Recast the stretch of the items below that opens with the line containing "the kitten in" and closes with the line containing "[(133, 277)]" as a JSON list of strings, one string per line, with blank lines left out.

# start of Dataset content

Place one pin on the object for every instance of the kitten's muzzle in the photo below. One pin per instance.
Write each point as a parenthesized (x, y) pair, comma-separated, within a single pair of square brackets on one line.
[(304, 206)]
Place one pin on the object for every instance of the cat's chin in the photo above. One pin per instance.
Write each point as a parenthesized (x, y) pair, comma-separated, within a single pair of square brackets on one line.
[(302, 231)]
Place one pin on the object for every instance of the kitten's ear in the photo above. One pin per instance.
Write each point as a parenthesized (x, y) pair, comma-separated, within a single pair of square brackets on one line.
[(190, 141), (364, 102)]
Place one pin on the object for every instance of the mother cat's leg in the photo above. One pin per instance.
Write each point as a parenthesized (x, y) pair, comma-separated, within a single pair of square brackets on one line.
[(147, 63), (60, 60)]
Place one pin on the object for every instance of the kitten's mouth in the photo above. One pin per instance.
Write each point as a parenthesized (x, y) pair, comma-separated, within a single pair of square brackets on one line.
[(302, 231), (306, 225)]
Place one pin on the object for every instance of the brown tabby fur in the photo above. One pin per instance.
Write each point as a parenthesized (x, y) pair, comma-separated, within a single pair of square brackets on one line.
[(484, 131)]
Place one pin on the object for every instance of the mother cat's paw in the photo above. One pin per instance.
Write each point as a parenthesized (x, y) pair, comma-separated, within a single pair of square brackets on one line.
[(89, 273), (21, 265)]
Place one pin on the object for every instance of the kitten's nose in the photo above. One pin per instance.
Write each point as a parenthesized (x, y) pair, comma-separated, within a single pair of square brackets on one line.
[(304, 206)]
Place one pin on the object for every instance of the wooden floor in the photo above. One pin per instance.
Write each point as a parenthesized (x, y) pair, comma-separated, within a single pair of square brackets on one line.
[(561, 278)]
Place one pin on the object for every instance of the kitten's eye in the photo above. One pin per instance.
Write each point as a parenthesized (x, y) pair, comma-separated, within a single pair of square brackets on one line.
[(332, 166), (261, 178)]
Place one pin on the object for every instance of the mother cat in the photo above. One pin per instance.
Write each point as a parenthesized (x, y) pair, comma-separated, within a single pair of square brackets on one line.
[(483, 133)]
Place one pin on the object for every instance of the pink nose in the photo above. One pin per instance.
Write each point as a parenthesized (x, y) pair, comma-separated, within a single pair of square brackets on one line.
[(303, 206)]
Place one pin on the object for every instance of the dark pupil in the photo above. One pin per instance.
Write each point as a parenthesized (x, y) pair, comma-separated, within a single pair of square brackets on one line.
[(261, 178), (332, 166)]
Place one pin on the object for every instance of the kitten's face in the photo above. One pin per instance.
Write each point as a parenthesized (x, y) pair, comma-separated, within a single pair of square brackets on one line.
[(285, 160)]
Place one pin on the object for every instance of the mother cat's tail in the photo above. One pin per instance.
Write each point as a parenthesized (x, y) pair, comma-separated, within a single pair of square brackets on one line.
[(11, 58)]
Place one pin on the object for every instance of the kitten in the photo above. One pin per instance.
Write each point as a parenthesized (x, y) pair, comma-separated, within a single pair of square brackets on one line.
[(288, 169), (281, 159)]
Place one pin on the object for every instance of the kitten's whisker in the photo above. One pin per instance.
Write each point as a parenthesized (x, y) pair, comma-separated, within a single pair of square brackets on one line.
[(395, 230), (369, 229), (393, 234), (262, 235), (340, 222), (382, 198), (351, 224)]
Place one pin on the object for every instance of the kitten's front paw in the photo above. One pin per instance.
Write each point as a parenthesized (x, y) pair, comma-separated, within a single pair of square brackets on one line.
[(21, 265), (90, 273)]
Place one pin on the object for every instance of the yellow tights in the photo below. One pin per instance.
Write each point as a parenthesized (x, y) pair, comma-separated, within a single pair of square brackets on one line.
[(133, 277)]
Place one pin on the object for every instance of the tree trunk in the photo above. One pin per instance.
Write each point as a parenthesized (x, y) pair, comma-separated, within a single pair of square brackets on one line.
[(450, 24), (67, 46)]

# end of Dataset content

### Result below
[
  "Place one pin on the object for every instance of the kitten in the photo above. One pin per instance.",
  "Write each point as a parenthesized (x, y) pair, comma-separated, within a single pair of square brackets on one line.",
  "[(288, 169), (281, 159)]",
  "Place one pin on the object for every instance of the kitten's whisker in the photo above. One pin per instance.",
  "Write each point as a parenthesized (x, y) pair, comma-separated, within a single pair of square brackets on one line.",
  "[(395, 230), (369, 229), (393, 234), (262, 235), (340, 222), (382, 198), (351, 224)]",
  "Place one pin on the object for every instance of the kitten's front paw in the photo above. One pin per instance.",
  "Write each point as a parenthesized (x, y) pair, comma-separated, within a single pair of square brackets on one line.",
  "[(21, 265), (90, 273)]",
  "Place one pin on the object for every instance of the yellow tights in the photo below. One pin per instance.",
  "Write each point as a parenthesized (x, y) pair, comma-separated, within a single pair of square brackets on one line.",
  "[(133, 277)]"
]